== SET TASK ==
Show every line in the listing below that contains the word "referee", copying each such line in full.

== INFORMATION SUPPLIED ==

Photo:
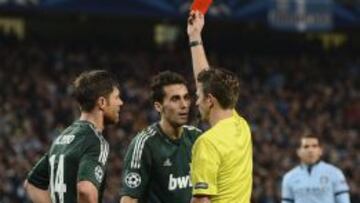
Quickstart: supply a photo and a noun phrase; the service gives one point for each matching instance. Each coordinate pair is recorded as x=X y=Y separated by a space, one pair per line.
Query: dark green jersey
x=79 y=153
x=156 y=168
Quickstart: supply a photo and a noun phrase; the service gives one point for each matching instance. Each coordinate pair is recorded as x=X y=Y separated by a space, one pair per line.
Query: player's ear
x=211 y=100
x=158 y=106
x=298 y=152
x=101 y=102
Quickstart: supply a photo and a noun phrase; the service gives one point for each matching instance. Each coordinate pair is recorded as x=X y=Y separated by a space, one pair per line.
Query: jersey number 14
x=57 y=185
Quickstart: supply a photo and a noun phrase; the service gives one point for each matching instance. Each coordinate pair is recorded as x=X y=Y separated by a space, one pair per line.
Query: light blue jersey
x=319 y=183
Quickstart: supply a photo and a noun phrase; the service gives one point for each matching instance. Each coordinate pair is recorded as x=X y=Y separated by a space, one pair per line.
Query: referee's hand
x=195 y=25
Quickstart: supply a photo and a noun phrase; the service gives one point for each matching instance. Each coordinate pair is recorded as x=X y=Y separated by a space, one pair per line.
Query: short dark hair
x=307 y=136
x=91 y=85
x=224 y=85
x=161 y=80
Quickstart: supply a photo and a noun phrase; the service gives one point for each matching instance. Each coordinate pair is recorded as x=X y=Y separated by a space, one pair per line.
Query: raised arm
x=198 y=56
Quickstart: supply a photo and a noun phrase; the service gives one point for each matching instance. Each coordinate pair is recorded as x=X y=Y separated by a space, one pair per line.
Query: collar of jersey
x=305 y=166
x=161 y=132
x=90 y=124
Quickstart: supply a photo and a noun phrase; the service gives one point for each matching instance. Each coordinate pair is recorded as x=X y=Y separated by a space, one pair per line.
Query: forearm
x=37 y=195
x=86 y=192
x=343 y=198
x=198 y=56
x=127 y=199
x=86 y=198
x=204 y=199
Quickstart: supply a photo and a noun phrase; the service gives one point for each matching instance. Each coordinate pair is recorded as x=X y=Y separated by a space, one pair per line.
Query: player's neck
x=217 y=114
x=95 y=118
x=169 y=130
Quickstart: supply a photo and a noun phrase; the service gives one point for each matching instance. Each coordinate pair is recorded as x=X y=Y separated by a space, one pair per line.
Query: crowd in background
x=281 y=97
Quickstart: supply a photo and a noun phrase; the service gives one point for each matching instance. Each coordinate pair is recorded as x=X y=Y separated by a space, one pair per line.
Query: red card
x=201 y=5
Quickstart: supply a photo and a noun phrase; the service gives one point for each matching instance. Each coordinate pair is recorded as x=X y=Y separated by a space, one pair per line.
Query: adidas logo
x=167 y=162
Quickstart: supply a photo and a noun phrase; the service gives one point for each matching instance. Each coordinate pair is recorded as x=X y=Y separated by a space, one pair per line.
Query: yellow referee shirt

* * *

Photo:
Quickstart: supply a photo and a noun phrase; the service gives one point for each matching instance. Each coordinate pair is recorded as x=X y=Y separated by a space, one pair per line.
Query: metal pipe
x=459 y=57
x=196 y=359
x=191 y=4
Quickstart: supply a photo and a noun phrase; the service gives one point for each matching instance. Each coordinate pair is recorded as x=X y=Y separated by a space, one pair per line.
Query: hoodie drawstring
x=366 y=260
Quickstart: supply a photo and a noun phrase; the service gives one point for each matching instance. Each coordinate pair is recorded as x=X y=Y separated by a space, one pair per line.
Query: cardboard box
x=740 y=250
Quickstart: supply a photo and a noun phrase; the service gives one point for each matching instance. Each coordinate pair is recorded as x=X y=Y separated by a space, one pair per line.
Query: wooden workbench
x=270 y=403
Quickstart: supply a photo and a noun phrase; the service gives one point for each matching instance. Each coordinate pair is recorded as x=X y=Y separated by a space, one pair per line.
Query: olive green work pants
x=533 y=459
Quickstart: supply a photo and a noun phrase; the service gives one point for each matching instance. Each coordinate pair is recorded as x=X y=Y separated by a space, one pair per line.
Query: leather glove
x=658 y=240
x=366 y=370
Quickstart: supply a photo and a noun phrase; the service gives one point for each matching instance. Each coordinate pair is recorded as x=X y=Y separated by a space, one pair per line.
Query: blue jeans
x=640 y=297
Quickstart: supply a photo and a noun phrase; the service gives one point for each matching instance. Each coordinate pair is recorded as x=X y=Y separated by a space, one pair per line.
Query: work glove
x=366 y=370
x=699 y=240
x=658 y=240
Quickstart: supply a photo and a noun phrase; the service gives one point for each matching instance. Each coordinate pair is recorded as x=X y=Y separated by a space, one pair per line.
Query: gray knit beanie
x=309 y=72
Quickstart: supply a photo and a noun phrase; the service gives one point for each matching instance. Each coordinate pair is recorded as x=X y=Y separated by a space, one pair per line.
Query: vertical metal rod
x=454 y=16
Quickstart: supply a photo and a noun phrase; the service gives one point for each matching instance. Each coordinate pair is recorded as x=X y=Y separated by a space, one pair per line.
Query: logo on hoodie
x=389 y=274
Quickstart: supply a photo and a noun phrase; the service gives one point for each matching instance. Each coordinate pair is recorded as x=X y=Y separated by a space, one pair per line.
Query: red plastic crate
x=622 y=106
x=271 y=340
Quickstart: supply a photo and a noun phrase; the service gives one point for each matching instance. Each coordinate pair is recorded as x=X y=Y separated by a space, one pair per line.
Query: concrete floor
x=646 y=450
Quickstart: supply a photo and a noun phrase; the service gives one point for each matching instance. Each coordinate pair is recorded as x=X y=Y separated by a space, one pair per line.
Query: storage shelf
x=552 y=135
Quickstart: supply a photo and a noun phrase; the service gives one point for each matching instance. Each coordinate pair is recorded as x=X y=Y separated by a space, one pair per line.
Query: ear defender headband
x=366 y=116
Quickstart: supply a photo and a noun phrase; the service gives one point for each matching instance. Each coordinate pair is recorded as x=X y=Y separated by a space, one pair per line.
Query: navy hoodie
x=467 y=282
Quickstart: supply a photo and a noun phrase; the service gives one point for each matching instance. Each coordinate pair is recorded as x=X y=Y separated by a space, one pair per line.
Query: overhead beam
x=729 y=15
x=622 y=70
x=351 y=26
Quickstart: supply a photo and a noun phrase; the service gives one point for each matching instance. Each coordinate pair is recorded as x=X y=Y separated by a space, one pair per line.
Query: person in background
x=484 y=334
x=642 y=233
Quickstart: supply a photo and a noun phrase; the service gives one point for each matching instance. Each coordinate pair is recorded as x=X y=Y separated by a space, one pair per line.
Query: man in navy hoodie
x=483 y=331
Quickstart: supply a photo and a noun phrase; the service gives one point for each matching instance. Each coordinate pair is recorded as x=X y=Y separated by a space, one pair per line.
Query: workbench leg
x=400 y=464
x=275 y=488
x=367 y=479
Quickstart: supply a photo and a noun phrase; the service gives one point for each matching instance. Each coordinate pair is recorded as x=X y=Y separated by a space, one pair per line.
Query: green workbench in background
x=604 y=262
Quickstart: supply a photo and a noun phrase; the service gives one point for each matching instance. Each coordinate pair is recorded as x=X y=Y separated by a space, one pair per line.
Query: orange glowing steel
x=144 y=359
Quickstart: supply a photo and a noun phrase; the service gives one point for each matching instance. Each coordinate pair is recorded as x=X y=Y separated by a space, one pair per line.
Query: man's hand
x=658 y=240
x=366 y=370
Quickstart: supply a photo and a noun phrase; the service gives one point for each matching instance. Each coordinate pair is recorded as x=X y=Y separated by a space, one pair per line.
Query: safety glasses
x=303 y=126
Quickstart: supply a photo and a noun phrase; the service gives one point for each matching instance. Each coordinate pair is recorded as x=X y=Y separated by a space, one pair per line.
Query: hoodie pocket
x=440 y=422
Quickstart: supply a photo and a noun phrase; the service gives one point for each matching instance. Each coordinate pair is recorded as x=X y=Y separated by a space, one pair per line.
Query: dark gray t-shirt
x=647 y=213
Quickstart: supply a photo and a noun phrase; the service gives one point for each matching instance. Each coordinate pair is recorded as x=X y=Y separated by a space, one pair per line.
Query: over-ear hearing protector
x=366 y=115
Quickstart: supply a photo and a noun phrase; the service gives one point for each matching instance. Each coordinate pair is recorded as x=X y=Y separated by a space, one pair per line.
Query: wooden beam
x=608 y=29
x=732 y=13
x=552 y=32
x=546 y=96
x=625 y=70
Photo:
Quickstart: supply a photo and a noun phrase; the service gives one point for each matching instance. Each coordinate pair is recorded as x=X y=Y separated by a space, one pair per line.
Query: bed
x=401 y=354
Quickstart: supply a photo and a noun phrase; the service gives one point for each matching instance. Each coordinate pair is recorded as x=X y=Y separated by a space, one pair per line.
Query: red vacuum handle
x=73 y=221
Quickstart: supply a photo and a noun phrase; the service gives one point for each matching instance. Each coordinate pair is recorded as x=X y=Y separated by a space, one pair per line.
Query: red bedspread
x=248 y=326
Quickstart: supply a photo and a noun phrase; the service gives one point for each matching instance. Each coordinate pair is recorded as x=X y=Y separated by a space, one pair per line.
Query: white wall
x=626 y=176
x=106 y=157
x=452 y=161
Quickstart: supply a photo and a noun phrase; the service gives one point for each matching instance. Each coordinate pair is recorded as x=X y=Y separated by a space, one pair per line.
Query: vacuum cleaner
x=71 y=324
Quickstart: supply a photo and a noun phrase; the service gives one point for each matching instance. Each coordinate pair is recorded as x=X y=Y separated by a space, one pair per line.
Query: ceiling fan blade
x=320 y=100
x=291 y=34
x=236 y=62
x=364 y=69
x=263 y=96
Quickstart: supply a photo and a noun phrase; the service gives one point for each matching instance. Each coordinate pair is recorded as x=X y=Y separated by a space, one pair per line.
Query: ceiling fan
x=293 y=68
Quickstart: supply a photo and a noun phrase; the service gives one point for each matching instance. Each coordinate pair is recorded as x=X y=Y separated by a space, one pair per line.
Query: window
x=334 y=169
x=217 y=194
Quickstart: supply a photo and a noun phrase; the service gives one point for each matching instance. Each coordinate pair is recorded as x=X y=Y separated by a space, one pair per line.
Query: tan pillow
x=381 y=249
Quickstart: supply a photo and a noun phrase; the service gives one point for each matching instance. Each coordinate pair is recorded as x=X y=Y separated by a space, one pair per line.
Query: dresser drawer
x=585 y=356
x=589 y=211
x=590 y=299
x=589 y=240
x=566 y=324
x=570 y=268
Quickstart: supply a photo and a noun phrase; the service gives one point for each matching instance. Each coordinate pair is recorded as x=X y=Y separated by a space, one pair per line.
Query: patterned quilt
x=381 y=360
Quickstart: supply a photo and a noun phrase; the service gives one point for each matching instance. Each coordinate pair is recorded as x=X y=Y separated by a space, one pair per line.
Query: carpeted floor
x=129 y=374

--

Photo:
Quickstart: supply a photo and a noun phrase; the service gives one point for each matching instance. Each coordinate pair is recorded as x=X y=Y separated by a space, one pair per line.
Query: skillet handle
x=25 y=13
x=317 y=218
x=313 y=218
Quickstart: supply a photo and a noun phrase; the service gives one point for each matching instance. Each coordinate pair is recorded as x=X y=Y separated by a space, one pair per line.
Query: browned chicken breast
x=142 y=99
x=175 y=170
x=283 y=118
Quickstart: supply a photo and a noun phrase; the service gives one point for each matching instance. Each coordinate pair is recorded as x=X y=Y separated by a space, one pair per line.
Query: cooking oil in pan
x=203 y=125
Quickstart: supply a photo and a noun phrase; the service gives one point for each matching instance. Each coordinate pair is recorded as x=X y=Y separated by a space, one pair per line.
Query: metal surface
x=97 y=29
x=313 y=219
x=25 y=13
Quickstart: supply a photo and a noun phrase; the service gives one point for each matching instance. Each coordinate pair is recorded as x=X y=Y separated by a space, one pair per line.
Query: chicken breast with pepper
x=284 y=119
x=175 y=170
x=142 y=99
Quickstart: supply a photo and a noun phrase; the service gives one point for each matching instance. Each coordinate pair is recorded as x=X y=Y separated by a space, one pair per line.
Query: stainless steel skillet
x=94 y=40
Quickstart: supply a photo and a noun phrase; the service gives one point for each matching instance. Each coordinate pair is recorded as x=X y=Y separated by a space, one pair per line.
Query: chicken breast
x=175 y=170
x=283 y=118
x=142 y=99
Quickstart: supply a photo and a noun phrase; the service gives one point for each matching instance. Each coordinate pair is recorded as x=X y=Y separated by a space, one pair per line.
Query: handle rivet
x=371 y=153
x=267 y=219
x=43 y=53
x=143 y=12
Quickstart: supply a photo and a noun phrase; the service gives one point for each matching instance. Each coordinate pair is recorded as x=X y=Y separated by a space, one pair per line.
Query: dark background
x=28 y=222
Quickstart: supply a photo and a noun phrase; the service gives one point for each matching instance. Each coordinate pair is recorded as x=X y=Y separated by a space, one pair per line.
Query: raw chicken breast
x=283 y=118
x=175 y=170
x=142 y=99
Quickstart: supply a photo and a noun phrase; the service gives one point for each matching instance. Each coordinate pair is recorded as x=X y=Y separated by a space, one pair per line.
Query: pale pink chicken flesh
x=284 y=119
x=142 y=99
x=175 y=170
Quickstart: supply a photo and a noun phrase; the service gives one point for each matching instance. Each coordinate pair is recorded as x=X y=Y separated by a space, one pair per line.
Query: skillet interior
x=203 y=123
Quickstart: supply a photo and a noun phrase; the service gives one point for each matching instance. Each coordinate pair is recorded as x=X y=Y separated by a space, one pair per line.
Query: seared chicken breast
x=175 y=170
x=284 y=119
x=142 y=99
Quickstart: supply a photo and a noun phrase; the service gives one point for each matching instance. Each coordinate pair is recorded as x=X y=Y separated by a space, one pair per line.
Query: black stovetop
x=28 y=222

== SOLUTION TO THIS TASK ==
Query: referee's hand
Query: yellow referee shirt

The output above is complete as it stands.